■ EXERCISE AIM
Write out exactly, and only, the lines from the one containing "Phrase: black trousers" through the last line of the listing below.

■ RECORDS FOR THE TASK

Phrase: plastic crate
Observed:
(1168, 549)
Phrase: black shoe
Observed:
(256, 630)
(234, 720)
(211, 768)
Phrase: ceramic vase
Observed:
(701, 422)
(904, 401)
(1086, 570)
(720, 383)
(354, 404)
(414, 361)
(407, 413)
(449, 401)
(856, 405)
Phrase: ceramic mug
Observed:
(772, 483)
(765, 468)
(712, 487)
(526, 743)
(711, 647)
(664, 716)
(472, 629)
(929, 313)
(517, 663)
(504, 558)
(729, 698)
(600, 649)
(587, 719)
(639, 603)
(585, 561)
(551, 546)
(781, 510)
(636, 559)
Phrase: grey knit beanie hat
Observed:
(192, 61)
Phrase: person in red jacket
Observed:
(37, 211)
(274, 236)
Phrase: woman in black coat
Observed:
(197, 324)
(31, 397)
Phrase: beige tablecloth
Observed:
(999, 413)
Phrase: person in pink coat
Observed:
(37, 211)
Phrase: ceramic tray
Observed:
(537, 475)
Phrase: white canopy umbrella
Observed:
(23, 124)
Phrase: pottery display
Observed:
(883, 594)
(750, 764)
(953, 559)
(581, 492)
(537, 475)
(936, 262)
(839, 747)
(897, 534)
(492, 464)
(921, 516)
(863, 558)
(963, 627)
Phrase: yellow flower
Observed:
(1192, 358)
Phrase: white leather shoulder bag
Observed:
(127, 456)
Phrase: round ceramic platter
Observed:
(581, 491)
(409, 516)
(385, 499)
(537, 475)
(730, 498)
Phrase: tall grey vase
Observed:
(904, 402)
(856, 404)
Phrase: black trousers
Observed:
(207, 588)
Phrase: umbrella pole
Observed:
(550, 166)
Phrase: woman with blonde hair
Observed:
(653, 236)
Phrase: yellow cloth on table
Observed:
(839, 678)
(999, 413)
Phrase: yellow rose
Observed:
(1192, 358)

■ RESPONSE AREA
Phrase: black trousers
Observed:
(207, 588)
Phrase: umbrella pole
Observed:
(550, 166)
Phrase: woman with blonde hair
Observed:
(653, 236)
Phrase: yellow cloth on table
Observed:
(839, 678)
(999, 413)
Phrase: yellow rose
Observed:
(1192, 358)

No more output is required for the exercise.